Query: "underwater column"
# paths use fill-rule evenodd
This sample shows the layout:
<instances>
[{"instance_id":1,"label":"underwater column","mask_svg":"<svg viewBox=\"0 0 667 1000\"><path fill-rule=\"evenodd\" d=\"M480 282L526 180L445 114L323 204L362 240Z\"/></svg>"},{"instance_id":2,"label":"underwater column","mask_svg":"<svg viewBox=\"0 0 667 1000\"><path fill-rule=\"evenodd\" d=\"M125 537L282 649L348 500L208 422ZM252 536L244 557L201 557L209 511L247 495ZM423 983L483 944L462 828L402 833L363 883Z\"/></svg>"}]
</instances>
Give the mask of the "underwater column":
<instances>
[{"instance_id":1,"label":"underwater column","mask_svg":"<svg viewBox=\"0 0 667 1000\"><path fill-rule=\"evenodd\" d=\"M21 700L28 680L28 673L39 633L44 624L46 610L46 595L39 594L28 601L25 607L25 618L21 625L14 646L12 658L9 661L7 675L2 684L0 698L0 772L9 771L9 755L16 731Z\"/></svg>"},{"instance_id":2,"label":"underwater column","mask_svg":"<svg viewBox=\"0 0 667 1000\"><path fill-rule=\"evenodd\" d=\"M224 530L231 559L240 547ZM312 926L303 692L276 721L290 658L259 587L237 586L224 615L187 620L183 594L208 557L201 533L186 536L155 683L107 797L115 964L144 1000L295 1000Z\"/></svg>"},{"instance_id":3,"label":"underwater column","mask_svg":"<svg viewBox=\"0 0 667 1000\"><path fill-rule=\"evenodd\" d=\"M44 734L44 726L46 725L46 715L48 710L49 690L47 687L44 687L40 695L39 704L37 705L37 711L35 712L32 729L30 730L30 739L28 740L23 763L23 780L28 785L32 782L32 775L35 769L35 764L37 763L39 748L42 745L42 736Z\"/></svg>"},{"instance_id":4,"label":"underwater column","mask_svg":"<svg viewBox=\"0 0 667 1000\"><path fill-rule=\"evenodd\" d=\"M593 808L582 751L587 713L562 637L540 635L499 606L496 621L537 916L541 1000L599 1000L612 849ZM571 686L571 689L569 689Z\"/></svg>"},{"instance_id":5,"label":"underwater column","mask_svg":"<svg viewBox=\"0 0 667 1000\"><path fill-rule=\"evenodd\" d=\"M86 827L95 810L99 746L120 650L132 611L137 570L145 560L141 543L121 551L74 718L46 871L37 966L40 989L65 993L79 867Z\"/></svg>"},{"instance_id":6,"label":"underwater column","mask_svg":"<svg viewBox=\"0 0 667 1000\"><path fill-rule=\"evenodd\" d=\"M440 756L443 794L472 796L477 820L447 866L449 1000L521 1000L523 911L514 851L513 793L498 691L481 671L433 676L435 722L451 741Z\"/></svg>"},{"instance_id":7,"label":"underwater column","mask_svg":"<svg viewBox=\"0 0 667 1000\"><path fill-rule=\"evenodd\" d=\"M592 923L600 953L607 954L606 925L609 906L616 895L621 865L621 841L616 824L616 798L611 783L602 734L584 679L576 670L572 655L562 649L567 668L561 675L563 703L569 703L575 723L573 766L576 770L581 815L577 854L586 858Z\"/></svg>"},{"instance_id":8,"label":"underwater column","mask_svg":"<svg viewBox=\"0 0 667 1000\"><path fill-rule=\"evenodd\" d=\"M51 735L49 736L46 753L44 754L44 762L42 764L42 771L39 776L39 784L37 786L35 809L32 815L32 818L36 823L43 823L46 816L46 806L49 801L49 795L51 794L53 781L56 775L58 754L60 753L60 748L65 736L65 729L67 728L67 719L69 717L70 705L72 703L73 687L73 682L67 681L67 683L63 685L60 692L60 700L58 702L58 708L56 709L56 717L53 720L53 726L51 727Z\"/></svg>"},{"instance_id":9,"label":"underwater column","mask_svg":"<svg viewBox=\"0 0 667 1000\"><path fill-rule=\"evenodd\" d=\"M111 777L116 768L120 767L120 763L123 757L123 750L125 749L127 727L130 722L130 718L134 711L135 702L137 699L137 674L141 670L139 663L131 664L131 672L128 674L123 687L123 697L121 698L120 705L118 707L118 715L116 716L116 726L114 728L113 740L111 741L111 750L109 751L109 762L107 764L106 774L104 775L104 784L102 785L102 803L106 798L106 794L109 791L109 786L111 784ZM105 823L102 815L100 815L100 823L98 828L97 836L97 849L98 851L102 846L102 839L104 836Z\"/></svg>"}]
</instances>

▸ **What you should do**
All the data must be duplicated exactly, with nothing added or removed.

▸ **Expected answer**
Query: "underwater column"
# paths use fill-rule evenodd
This sample shows the layout:
<instances>
[{"instance_id":1,"label":"underwater column","mask_svg":"<svg viewBox=\"0 0 667 1000\"><path fill-rule=\"evenodd\" d=\"M480 282L526 180L445 114L323 204L362 240Z\"/></svg>"},{"instance_id":2,"label":"underwater column","mask_svg":"<svg viewBox=\"0 0 667 1000\"><path fill-rule=\"evenodd\" d=\"M125 537L282 649L348 500L208 422ZM252 536L244 557L201 557L209 511L247 495ZM423 983L483 944L462 828L402 833L363 883Z\"/></svg>"}]
</instances>
Give the mask of the "underwater column":
<instances>
[{"instance_id":1,"label":"underwater column","mask_svg":"<svg viewBox=\"0 0 667 1000\"><path fill-rule=\"evenodd\" d=\"M21 700L28 680L28 673L39 633L44 624L46 610L46 595L39 594L28 601L25 607L25 618L21 625L14 646L12 658L9 661L7 675L2 684L0 698L0 772L9 771L9 755L16 731Z\"/></svg>"},{"instance_id":2,"label":"underwater column","mask_svg":"<svg viewBox=\"0 0 667 1000\"><path fill-rule=\"evenodd\" d=\"M224 530L231 559L240 547ZM312 926L303 692L276 721L290 658L259 587L237 586L224 615L187 620L183 594L208 557L201 533L186 536L155 683L107 797L115 964L144 1000L295 1000Z\"/></svg>"},{"instance_id":3,"label":"underwater column","mask_svg":"<svg viewBox=\"0 0 667 1000\"><path fill-rule=\"evenodd\" d=\"M44 734L44 726L46 725L46 715L48 710L49 690L47 687L44 687L40 695L39 704L37 705L37 711L35 712L32 729L30 730L30 739L28 740L23 763L23 780L28 785L32 782L32 775L35 769L35 764L37 763L39 748L42 745L42 736Z\"/></svg>"},{"instance_id":4,"label":"underwater column","mask_svg":"<svg viewBox=\"0 0 667 1000\"><path fill-rule=\"evenodd\" d=\"M593 808L582 751L587 713L562 637L540 635L499 606L496 621L537 916L541 1000L599 1000L612 849ZM571 686L571 689L569 689Z\"/></svg>"},{"instance_id":5,"label":"underwater column","mask_svg":"<svg viewBox=\"0 0 667 1000\"><path fill-rule=\"evenodd\" d=\"M86 827L95 810L99 746L120 650L132 611L137 570L145 560L141 543L121 551L74 718L46 871L37 966L40 989L65 993L79 867Z\"/></svg>"},{"instance_id":6,"label":"underwater column","mask_svg":"<svg viewBox=\"0 0 667 1000\"><path fill-rule=\"evenodd\" d=\"M440 756L443 794L472 796L477 820L447 866L449 1000L521 1000L523 911L514 851L513 793L498 691L481 671L433 676L435 722L451 741Z\"/></svg>"},{"instance_id":7,"label":"underwater column","mask_svg":"<svg viewBox=\"0 0 667 1000\"><path fill-rule=\"evenodd\" d=\"M592 923L600 953L607 954L606 925L609 906L616 895L621 865L621 841L616 824L616 798L611 783L602 734L584 679L576 670L572 655L562 649L567 668L561 675L563 703L569 703L575 723L573 766L576 770L581 815L577 854L586 858Z\"/></svg>"},{"instance_id":8,"label":"underwater column","mask_svg":"<svg viewBox=\"0 0 667 1000\"><path fill-rule=\"evenodd\" d=\"M51 735L49 736L46 753L44 754L44 762L42 764L42 771L39 776L39 784L37 786L35 809L32 815L32 818L36 823L43 823L46 816L46 806L49 801L49 795L51 794L53 781L56 775L58 754L60 753L60 748L65 736L65 729L67 728L67 719L69 717L70 705L72 703L73 687L73 682L67 681L67 683L63 685L60 692L60 700L58 702L58 708L56 709L56 717L53 720L53 726L51 727Z\"/></svg>"},{"instance_id":9,"label":"underwater column","mask_svg":"<svg viewBox=\"0 0 667 1000\"><path fill-rule=\"evenodd\" d=\"M111 777L116 768L120 767L120 763L123 757L123 750L125 749L127 727L130 722L130 718L134 711L135 702L137 699L137 674L141 670L139 663L131 664L131 672L128 674L123 687L123 697L121 698L120 705L118 707L118 715L116 716L116 726L114 728L113 740L111 741L111 750L109 751L109 762L107 764L106 774L104 775L104 784L102 785L102 803L106 798L106 794L109 791L109 786L111 784ZM105 823L102 815L100 815L100 823L98 828L97 836L97 849L98 851L102 846L102 839L104 836Z\"/></svg>"}]
</instances>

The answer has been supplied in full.